> Page extract
Zubil (centre) speaks at the press conference as outgoing Sarawak MMEA director, First Maritime Admiral Robert Teh Geok Chuan (left) and Maritime Captain Zin Azman Md Yunus look on.

KUCHING: Fishermen should have life jackets with them when they go out to sea to increase their chances of survival in the event of a disaster, said Malaysian Maritime Enforcement Agency (MMEA) director-general, Maritime Admiral Datuk Mohd Zubil Mat Som.

He pointed out that in most of the cases involving sunken fishing boats, the fishermen were found without any life jackets.

“If they (fishermen) have life jackets, their chances of survival at sea are high. It does not matter how good they may be in swimming; they will be exhausted from within two hours without life jackets and because of the waves at sea.

“If they have life jackets, they can survive up to eight hours or more and the success rate in searching and rescuing them is high,” he told a press conference at the Tun Abang Salahuddin Maritime Complex (Komtas) at Muara Tebas.

Zubil also advised fishermen to pay attention to the weather conditions when going out to sea.

He said they needed to inform their family members about their fishing locations and the time they were expected to return from the fishing trips.

Before going out to sea, they should also bring with them essential items such as phone chargers, food supplies and so on.

> Required action
Write the next few paragraphs of the news report on the maritime agency's safety advice to fishermen, picking up after its final sentence. The listing that comes next has no connection to the news report on fishermen's safety at sea.

Stored records
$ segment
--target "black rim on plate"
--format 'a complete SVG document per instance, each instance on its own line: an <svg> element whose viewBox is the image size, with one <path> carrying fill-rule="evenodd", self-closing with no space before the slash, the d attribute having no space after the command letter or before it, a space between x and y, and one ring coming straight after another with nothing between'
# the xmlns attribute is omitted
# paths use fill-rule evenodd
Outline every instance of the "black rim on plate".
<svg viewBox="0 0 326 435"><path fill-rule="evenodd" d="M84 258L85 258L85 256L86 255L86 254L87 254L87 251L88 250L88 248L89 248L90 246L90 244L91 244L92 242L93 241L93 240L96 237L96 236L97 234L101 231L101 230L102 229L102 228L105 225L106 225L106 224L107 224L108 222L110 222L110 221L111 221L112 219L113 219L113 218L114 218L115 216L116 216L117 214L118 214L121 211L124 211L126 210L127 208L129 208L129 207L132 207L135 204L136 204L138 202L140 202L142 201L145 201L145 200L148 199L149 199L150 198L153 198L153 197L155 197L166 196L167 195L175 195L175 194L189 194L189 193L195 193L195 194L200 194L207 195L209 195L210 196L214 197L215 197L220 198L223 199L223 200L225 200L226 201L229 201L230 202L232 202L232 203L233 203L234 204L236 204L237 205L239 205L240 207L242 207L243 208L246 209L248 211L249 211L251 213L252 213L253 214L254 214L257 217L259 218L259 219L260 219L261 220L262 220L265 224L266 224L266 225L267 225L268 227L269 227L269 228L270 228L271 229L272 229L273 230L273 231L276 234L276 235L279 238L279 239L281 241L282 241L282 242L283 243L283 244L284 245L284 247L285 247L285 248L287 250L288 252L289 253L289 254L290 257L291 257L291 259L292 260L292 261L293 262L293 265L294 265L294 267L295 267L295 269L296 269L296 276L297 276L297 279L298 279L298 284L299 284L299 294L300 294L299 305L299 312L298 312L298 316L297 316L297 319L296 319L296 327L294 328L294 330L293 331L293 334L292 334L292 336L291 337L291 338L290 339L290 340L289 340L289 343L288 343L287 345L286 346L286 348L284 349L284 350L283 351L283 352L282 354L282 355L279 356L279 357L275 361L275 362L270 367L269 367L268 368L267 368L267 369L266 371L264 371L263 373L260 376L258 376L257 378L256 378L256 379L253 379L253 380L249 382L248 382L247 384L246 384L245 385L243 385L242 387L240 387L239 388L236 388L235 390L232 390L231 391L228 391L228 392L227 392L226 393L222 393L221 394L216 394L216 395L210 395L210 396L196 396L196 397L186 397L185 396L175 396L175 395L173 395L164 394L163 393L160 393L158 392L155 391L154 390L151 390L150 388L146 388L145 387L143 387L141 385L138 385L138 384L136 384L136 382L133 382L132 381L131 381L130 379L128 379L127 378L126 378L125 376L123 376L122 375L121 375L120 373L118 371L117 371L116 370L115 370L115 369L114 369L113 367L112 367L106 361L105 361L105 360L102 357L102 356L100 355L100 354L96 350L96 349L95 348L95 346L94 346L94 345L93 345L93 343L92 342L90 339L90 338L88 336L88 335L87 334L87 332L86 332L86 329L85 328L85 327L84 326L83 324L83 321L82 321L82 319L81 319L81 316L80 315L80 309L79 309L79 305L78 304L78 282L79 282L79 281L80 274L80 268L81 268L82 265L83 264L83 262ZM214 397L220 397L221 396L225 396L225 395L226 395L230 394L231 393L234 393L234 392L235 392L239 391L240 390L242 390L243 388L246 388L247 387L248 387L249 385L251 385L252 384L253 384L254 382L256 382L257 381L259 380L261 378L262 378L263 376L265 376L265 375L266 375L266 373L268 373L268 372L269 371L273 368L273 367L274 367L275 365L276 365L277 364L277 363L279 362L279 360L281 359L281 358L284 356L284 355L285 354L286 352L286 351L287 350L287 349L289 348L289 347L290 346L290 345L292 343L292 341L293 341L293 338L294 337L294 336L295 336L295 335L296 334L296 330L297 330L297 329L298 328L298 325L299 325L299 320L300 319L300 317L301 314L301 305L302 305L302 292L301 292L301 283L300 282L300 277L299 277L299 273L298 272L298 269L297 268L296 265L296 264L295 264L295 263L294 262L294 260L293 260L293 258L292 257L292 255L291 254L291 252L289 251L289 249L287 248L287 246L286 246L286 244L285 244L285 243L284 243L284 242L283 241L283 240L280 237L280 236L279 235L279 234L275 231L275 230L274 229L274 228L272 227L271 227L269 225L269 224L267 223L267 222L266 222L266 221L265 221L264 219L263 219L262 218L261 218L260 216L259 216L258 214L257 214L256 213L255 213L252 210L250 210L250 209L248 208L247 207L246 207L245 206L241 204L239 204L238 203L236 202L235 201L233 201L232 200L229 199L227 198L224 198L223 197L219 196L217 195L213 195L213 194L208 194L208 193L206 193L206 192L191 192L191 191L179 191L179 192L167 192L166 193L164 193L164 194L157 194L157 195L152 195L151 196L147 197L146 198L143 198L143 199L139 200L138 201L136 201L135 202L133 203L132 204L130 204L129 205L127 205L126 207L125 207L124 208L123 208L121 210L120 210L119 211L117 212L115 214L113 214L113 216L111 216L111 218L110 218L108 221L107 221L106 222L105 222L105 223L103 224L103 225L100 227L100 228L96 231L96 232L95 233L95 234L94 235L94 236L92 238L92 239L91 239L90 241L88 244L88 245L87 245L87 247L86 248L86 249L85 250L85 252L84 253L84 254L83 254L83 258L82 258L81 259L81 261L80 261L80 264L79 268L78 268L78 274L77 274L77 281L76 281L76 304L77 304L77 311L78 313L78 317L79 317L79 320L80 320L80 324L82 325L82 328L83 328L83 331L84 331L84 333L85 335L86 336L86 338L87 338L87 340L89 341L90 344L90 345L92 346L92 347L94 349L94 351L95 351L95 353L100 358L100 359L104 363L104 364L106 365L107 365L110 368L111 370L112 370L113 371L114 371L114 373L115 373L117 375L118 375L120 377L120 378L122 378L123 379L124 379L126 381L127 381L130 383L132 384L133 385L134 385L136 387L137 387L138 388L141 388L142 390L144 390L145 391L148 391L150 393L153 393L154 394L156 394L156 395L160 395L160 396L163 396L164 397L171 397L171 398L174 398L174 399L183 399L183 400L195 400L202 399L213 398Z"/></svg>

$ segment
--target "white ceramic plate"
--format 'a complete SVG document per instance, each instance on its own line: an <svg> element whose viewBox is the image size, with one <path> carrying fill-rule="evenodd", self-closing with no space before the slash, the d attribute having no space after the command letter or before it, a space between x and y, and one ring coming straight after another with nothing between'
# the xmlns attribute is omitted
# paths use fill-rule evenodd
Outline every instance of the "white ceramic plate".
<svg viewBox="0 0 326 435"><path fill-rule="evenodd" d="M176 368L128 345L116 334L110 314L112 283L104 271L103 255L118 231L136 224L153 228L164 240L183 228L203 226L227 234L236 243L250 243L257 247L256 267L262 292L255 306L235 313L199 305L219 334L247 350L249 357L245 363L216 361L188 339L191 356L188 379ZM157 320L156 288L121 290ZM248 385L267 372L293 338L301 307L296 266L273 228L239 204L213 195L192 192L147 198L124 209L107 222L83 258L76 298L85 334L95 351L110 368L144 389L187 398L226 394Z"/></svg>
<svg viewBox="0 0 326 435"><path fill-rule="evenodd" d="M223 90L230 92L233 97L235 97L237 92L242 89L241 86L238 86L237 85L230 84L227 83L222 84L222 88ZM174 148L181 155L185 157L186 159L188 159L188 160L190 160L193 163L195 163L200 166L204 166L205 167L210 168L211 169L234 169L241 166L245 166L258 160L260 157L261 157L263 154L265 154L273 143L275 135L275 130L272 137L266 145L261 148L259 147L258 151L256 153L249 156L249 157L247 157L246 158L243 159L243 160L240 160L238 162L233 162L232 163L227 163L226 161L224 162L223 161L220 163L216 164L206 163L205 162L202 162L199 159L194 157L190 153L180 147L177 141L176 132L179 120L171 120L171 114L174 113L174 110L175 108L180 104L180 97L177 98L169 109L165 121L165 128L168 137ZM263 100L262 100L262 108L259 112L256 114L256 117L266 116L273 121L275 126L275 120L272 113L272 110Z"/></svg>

--

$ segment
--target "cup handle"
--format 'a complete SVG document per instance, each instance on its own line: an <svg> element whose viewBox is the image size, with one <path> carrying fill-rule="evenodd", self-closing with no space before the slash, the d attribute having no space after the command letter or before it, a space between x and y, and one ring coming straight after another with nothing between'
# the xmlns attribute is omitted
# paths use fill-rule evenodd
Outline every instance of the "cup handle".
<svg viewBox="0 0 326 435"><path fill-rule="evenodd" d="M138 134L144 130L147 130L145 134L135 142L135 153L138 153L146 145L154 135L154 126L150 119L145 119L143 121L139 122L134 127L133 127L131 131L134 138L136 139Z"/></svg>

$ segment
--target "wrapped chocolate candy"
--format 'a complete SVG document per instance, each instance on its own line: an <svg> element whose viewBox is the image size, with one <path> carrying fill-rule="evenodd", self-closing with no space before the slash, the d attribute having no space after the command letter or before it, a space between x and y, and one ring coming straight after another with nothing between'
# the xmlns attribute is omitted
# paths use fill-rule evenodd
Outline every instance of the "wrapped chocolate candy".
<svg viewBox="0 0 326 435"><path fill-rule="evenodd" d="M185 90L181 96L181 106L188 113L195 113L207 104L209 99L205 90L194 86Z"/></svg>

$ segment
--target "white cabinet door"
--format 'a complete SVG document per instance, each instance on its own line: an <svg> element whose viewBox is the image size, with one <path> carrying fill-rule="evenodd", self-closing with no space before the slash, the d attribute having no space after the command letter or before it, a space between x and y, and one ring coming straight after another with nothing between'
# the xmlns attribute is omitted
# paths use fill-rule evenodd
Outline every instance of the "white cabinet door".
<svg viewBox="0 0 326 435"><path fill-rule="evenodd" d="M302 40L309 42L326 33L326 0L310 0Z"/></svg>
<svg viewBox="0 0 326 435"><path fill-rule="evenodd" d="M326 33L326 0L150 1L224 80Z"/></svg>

> Result for this task
He added that if the fishermen had enough money, they could also set up their own personal locator beacons (PLB) at a cost about RM1,000 each.

“In the event of a disaster, the PLB may be activated so that its owner can be detected immediately by the authorities,” he explained.

The PLB uses the latest satellite technology system, Cospas-Sarsat, a satellite-based search and rescue (SAR) system that detects a 406-megahertz (MHz) distress alert with an accurate emergency location information dissemination system.

Zubil also said that the MMEA would continue to look for the two fishermen who were reported missing at sea when their boat overturned last Wednesday (Sept 16) at Kuala Serupai, Tatau.

He added that so far in Malaysia, no MMEA personnel had been infected with Covid-19 even though they faced the risk when detaining foreign fishermen and inspecting the fishing vessels who were caught trespassing.